[Required work] Copy out each line of the entries where the word "below" is present.

[Entries supplied Boundary: Start]

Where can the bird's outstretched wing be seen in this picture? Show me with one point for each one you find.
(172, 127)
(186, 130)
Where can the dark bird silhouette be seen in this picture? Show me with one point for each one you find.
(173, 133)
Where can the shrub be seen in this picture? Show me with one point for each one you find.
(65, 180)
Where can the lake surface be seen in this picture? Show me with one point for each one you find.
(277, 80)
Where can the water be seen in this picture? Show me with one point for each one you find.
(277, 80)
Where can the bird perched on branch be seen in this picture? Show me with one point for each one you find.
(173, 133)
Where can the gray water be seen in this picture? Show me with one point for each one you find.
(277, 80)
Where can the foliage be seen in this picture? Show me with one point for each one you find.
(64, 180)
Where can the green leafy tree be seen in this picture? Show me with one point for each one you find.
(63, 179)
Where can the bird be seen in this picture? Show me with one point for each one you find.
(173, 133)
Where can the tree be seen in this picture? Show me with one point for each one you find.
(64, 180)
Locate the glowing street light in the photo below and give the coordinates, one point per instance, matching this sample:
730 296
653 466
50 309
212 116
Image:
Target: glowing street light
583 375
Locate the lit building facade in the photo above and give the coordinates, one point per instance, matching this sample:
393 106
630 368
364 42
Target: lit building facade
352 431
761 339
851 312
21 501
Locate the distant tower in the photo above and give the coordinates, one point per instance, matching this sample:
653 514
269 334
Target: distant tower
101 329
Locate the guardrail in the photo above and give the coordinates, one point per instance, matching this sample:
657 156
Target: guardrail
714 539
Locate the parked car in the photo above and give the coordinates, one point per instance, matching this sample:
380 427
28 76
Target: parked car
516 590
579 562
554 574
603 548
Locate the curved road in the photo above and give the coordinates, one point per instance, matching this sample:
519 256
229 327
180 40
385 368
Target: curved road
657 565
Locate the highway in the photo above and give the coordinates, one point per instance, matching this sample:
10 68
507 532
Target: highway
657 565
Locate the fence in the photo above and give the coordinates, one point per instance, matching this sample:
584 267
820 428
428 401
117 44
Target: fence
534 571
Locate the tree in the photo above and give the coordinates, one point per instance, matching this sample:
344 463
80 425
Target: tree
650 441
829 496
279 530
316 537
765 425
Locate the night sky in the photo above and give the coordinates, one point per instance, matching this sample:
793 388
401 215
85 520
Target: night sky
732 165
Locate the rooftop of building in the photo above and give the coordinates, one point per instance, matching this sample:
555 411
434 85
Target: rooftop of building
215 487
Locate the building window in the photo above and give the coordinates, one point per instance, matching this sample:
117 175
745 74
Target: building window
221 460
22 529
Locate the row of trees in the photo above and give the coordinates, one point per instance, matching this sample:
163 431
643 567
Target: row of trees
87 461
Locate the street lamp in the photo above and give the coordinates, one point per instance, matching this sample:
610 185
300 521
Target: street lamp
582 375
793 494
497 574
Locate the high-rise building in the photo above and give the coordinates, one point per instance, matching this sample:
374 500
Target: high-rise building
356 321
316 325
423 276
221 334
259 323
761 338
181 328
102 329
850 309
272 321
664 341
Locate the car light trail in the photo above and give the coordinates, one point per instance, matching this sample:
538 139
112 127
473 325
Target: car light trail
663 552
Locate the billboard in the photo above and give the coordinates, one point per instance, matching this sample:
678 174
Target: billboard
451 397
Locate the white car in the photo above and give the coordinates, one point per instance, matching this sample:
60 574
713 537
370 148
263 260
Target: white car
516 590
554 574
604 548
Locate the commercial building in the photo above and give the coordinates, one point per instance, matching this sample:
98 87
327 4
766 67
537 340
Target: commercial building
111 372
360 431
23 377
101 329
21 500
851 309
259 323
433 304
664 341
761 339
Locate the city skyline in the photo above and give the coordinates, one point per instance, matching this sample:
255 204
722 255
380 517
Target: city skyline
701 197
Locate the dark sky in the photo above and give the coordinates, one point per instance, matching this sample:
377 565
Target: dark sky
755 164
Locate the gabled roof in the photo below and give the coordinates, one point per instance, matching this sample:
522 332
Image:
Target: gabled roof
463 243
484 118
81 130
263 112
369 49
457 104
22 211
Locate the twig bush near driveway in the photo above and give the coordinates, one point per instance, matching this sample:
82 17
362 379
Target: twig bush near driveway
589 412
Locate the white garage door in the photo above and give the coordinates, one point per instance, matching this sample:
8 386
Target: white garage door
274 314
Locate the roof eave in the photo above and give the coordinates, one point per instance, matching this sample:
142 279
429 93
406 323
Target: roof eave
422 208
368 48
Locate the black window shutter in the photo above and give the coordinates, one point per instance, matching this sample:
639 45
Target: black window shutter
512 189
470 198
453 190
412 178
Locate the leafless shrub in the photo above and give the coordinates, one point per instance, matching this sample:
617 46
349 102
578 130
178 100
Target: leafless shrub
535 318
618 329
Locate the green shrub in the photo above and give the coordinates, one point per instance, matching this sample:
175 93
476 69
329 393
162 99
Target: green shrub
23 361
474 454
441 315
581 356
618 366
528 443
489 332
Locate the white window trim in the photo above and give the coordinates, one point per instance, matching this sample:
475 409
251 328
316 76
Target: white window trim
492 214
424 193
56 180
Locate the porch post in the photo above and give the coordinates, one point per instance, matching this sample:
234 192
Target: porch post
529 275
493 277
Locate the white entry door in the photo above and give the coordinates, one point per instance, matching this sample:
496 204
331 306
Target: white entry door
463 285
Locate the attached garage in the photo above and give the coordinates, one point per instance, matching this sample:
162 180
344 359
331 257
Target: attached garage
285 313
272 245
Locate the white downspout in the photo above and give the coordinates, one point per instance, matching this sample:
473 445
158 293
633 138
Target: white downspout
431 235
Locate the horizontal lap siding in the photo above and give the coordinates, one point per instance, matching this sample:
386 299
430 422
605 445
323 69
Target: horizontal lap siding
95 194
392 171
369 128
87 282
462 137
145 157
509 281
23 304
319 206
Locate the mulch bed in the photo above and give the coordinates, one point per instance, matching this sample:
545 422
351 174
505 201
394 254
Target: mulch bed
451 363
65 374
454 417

[Entries supplied Boundary: End]

[Solution to this task]
Locate the glowing street light in the photo below and give the coordinates, one point per instance, matching this sample:
Locate the gabled roof in the photo below and give the coordinates, one point per instance, matching this sample:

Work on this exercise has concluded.